> _TASK TO COMPLETE_
Retype nothing but the lines running from the line that contains "Batch job #47 — class: gray floor." to the last line, both ends included, and skip every image.

> _DATA EXTRACT_
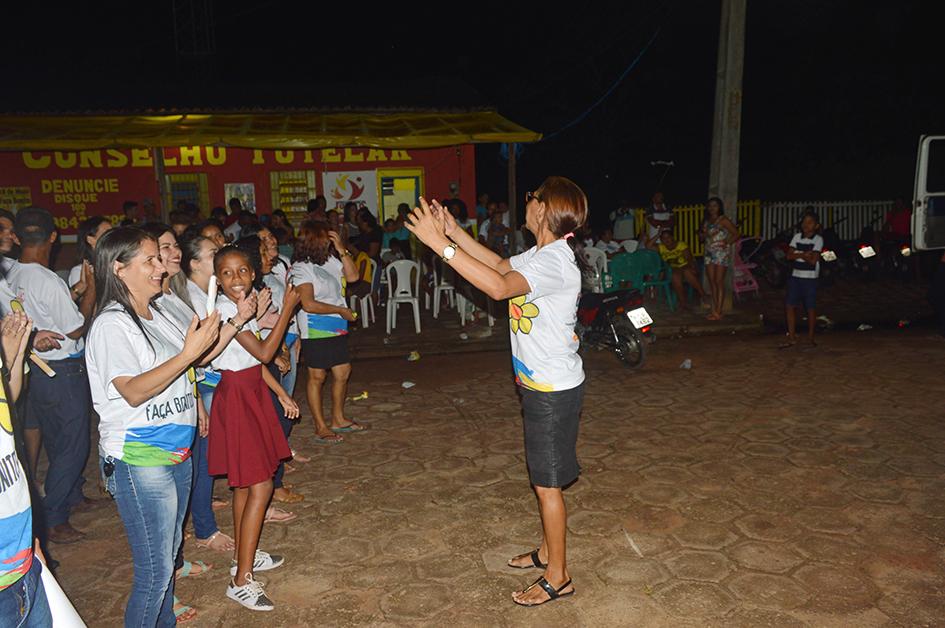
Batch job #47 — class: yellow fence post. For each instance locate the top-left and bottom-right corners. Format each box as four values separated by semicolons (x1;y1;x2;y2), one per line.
634;199;762;257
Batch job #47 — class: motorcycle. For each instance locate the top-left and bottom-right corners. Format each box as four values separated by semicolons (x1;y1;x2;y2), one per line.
574;290;655;369
757;223;794;288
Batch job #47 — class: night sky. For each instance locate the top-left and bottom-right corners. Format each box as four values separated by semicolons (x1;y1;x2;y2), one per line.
0;0;945;221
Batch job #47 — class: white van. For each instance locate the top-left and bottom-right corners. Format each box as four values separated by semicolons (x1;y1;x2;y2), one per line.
912;135;945;251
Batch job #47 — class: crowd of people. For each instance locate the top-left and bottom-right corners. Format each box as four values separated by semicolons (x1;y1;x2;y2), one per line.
0;202;380;625
0;178;587;625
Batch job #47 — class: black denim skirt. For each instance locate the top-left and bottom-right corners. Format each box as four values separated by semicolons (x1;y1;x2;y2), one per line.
520;383;584;488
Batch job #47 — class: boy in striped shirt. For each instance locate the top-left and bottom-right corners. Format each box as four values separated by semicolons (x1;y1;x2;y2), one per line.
781;209;824;349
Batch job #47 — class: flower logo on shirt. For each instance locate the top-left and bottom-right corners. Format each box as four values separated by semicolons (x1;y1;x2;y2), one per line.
509;294;538;334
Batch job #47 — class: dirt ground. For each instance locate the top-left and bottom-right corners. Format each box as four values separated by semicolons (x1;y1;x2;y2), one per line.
44;328;945;626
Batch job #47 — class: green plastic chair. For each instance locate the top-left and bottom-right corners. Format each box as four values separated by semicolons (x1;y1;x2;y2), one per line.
604;253;643;292
631;249;676;312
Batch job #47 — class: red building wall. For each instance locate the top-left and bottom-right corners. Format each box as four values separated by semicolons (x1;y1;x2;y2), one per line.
0;144;476;235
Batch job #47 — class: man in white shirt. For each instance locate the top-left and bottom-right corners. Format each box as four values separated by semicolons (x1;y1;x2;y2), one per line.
594;227;622;256
644;192;676;240
7;207;95;543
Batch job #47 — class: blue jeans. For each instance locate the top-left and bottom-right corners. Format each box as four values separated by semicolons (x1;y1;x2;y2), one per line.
279;338;299;397
26;358;91;528
99;457;192;627
266;362;293;488
0;556;52;628
190;391;220;539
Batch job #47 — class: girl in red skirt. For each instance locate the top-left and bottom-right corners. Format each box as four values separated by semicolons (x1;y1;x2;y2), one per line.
207;246;299;611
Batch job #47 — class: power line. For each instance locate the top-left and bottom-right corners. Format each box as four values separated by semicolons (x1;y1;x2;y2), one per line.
542;27;662;141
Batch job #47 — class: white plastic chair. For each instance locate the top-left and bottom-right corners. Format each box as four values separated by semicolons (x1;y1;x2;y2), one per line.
620;240;640;253
384;259;420;334
456;292;495;327
348;259;378;329
584;248;607;293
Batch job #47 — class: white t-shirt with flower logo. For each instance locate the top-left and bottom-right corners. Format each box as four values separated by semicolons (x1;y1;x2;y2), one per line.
509;240;584;392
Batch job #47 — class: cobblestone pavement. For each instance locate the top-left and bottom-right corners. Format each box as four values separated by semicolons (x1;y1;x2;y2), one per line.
54;329;945;626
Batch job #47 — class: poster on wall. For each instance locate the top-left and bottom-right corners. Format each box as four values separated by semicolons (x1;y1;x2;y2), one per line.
223;183;256;213
322;170;377;216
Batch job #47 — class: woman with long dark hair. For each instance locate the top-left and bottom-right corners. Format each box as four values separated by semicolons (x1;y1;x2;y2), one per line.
699;196;739;321
407;177;587;606
86;227;220;626
290;220;367;445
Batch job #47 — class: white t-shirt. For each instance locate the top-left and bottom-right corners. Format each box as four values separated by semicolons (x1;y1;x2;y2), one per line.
789;233;824;279
86;303;197;466
0;354;33;588
0;277;16;316
187;279;225;388
66;264;82;288
7;262;85;360
187;279;211;318
509;240;584;392
210;294;260;372
154;292;195;328
289;256;348;340
259;264;299;338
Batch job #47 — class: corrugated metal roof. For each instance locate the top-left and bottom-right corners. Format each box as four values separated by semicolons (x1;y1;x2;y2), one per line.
0;111;541;150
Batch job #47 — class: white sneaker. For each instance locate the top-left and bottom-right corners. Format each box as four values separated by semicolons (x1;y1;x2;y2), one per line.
226;573;275;611
230;550;285;577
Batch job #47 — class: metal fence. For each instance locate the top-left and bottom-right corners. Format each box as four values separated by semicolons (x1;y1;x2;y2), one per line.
634;200;893;257
761;201;893;240
634;200;762;257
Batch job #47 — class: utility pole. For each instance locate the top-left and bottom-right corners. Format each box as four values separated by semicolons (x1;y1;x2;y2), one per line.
171;0;217;83
709;0;747;310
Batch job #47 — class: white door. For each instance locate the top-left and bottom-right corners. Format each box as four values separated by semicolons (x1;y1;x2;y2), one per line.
912;135;945;251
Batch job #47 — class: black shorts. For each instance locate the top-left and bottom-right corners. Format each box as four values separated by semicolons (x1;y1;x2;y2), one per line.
785;276;817;310
302;334;351;371
520;383;584;487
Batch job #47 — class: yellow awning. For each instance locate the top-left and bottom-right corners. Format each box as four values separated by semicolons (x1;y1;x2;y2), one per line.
0;111;541;151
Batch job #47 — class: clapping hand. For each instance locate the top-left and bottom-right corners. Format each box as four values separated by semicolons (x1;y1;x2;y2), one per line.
0;312;33;367
404;196;448;250
328;231;348;255
181;311;220;362
33;329;66;353
282;283;302;312
253;288;272;318
421;199;459;238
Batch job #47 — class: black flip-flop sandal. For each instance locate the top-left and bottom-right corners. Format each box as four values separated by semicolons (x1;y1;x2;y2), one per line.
512;576;574;606
506;549;548;569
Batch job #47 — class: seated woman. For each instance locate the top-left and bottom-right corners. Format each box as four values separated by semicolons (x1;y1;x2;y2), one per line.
647;229;705;307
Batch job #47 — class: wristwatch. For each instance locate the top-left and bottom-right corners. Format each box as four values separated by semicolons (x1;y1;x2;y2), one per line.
226;316;246;332
442;242;456;262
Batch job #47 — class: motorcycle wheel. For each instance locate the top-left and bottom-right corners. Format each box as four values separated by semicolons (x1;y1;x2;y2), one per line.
614;323;646;369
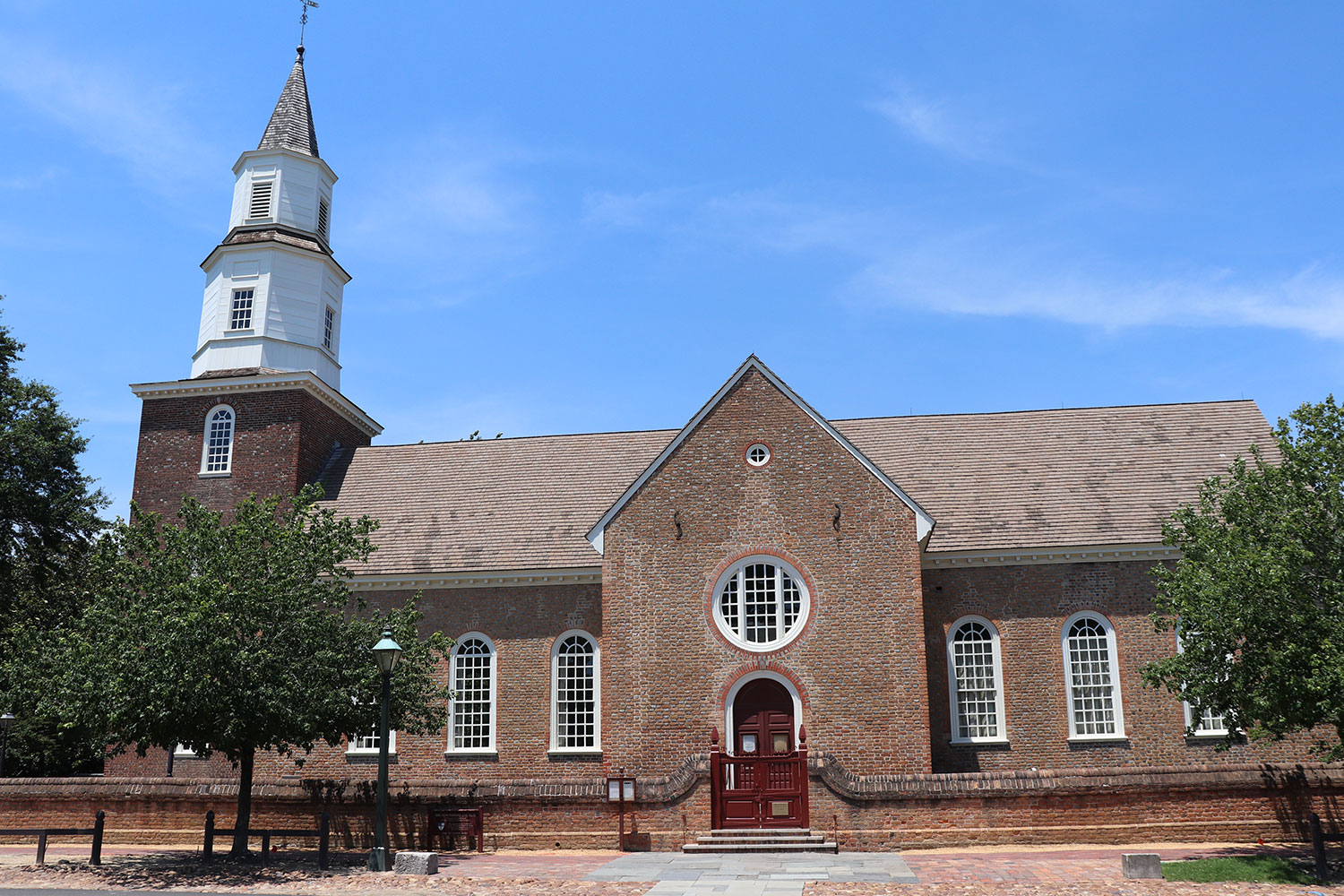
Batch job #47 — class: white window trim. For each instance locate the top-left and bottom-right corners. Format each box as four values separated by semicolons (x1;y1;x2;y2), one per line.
723;669;803;753
1059;610;1129;743
346;723;397;756
948;614;1008;745
444;632;500;756
244;176;280;221
710;554;812;653
1176;629;1228;740
547;629;602;756
199;404;238;478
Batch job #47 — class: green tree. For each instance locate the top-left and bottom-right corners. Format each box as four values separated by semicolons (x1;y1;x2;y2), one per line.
0;297;108;775
45;487;452;856
1144;396;1344;759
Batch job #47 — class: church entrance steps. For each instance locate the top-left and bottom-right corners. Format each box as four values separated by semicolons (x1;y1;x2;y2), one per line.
682;828;840;853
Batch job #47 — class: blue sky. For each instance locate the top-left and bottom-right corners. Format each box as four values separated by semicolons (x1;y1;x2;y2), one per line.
0;0;1344;513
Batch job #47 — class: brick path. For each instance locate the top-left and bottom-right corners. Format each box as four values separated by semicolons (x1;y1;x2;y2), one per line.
0;844;1322;896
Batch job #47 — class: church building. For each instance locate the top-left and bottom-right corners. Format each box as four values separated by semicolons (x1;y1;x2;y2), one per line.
107;48;1335;849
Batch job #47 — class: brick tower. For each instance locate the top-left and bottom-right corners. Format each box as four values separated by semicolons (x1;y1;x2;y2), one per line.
131;47;382;516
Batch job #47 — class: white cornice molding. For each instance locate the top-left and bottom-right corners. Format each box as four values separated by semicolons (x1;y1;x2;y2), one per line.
349;567;602;591
201;230;351;286
919;543;1180;570
588;353;935;554
131;371;383;438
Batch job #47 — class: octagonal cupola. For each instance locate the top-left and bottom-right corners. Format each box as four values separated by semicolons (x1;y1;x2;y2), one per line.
191;47;349;390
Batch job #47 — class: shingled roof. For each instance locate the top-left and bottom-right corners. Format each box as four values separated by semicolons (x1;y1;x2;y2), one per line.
322;401;1273;575
257;47;319;159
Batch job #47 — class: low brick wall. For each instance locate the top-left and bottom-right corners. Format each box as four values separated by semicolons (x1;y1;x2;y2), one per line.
0;756;1344;849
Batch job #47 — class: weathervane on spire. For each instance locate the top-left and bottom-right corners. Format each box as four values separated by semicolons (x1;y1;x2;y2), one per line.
298;0;317;52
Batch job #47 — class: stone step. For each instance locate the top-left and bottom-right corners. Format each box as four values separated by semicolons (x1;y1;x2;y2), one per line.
682;840;840;853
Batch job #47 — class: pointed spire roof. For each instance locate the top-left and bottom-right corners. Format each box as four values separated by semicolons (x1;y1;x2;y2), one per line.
257;44;319;159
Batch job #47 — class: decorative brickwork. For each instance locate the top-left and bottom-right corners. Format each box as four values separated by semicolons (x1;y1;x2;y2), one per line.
602;371;932;777
0;756;1344;849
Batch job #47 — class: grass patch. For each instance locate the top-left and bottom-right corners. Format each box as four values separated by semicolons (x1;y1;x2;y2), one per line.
1163;856;1320;884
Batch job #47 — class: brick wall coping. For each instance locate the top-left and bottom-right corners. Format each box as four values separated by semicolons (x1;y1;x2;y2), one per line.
811;754;1344;801
0;754;1344;804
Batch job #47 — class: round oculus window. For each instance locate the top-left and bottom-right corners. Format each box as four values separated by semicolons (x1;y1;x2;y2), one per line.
714;555;811;653
746;442;771;466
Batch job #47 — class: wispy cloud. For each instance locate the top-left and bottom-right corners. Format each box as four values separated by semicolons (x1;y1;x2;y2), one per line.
583;189;688;229
591;191;1344;340
0;35;220;192
865;83;1003;161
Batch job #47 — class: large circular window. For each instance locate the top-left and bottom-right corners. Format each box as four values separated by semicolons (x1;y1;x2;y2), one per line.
714;555;811;651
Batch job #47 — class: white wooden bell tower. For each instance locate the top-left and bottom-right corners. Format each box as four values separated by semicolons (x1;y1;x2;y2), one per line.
191;47;349;391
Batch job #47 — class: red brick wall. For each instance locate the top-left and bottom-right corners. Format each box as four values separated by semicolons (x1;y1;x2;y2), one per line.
924;562;1312;772
0;766;1344;849
602;372;930;775
132;388;370;517
107;584;602;780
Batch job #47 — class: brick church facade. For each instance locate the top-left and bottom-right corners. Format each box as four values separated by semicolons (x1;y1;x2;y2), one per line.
86;52;1336;848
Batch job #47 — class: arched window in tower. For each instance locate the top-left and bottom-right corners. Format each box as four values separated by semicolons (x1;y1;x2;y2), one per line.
551;632;602;753
448;634;495;753
948;616;1004;743
1064;613;1125;740
201;404;236;474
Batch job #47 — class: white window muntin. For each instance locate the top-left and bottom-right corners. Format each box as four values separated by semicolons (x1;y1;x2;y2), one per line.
1061;610;1125;740
323;305;336;352
1176;627;1228;737
201;404;238;476
551;629;602;754
711;554;812;653
948;616;1008;745
346;728;397;756
446;632;499;754
228;286;257;333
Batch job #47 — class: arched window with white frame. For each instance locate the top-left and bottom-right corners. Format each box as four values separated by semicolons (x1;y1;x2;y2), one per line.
948;616;1007;745
551;629;602;753
201;404;237;476
448;632;496;753
1062;611;1125;740
1176;624;1230;737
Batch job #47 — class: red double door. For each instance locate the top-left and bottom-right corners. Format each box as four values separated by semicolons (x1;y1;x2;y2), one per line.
711;678;808;828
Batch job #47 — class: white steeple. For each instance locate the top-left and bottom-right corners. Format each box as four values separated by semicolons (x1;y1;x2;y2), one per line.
191;46;349;391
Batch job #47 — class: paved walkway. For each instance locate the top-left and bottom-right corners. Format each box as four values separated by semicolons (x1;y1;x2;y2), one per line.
585;853;918;896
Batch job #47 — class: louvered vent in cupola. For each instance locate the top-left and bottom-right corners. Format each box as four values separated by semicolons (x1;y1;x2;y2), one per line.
247;180;276;218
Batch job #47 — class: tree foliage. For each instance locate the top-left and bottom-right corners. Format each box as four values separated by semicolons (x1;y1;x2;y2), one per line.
1144;396;1344;759
0;297;108;775
46;487;451;853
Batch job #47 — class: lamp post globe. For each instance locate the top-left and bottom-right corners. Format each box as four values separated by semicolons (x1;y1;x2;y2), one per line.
368;629;402;871
374;629;402;675
0;712;13;778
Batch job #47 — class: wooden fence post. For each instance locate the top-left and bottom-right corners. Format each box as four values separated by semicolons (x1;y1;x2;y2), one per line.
317;812;332;871
710;726;723;831
89;809;108;866
1311;812;1330;880
201;809;215;863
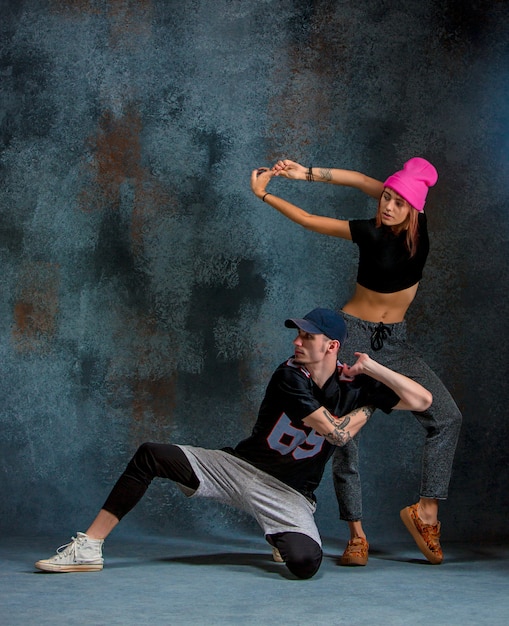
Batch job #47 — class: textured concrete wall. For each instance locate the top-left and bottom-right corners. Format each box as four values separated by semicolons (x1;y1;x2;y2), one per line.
0;0;509;540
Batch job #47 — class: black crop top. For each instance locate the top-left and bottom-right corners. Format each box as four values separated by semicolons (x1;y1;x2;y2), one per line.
349;213;429;293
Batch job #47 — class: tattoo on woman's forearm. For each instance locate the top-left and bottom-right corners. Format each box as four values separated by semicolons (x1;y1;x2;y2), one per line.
319;167;332;181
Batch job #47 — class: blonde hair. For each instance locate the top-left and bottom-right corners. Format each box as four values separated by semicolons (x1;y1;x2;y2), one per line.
376;196;419;258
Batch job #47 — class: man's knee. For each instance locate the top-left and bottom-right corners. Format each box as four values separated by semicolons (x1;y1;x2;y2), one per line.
271;532;323;579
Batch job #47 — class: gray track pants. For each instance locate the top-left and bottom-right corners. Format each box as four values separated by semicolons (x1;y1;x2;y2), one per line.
332;313;462;521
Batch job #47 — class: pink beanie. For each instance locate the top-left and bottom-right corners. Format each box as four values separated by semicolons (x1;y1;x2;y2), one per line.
384;157;438;211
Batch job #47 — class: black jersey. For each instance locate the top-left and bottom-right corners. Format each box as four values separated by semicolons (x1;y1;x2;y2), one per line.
227;359;399;498
349;213;429;293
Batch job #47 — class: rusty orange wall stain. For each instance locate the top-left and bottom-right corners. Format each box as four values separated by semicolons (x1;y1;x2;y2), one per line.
12;262;60;352
79;109;144;212
107;313;178;442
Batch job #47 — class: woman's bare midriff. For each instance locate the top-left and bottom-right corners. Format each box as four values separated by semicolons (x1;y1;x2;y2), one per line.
342;283;419;324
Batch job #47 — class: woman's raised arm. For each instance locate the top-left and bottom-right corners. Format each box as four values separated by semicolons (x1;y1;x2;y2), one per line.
272;159;384;200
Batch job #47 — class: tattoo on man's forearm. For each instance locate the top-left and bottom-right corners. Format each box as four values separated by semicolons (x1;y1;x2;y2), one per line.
319;167;332;181
323;406;375;446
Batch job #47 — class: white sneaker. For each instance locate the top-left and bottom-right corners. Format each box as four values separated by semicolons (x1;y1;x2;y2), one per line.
35;533;104;572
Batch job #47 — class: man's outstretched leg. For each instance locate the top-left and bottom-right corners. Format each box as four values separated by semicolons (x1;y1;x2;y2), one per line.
35;443;199;573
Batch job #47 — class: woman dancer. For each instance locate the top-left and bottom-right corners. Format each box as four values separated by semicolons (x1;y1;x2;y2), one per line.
251;157;462;565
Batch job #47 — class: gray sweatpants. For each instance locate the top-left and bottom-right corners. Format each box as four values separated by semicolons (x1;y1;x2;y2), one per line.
178;445;322;546
332;313;462;521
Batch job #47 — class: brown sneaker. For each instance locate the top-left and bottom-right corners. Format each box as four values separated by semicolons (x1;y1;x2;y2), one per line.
399;504;444;565
339;537;369;565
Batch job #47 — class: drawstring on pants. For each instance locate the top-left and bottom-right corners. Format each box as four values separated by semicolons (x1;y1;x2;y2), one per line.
371;322;392;351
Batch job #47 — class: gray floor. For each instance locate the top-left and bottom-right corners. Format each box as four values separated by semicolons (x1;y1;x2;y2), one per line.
0;535;509;626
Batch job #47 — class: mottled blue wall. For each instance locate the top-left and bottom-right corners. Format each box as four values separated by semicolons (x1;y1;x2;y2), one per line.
0;0;509;540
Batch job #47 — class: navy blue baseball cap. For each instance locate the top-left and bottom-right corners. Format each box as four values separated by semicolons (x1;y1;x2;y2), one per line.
285;308;348;344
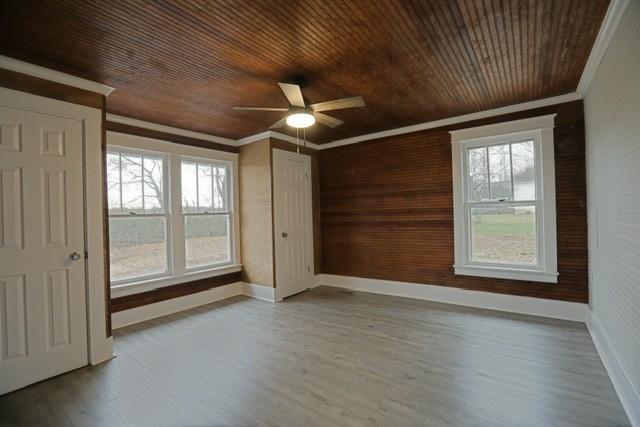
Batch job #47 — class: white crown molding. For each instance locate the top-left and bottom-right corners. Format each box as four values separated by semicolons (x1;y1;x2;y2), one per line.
107;113;238;147
237;130;322;150
318;92;582;150
0;55;114;96
576;0;629;98
449;113;557;143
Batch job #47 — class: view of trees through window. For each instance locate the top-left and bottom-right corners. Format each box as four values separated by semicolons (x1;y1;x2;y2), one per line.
182;160;231;269
467;140;537;264
107;152;168;282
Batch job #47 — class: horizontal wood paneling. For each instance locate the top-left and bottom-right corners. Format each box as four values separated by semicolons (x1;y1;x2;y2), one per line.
320;101;588;302
111;272;241;313
105;121;238;153
0;68;104;109
0;0;609;143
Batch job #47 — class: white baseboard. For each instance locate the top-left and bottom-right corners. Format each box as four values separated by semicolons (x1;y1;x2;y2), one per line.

> _RIGHT ANSWER_
Batch job #47 — class: gray floor. For each instance locate the top-left and bottom-right corners. Format each box as four values separated by semicolons (x1;y1;x2;y2), one per line.
0;535;509;626
Batch job #47 — class: mottled blue wall. For each instance locate the top-left and bottom-right corners. Format each box as four values separated by semicolons (x1;y1;x2;y2), one per line.
0;0;509;540
Batch job #47 — class: navy blue baseball cap. For each instance locate the top-left and bottom-right corners. Format each box as four values separated by semicolons (x1;y1;x2;y2), one per line.
285;308;348;344
Batch job #47 — class: white crown molding. For each instance locate the top-left and bottom-right corners. Format each box as four values separated by semicolons (x1;y1;x2;y2), one per line.
107;113;238;147
237;130;322;150
318;92;582;150
0;55;114;96
576;0;629;98
449;113;557;143
Batch job #47 — class: view of trees through window. For each instance locate the top-left and bottom-right corners. Format each box as four values separated by semicolons (x1;y1;x2;y2), one per line.
182;160;231;269
467;140;537;264
107;152;168;282
Batch job #47 — class: horizontal wood paneling. For each instance locate the top-left and bottom-right corners. Format each box as four values separated by semicolons (x1;y1;x2;y2), one per line.
320;101;588;302
111;272;241;313
105;121;238;153
0;68;104;109
0;0;609;143
Batch job #47 — class: white baseboard. For each instance locate the top-left and bottom-right corners. Format each box as four values separated by semicolons (x1;y1;x2;y2), one per line.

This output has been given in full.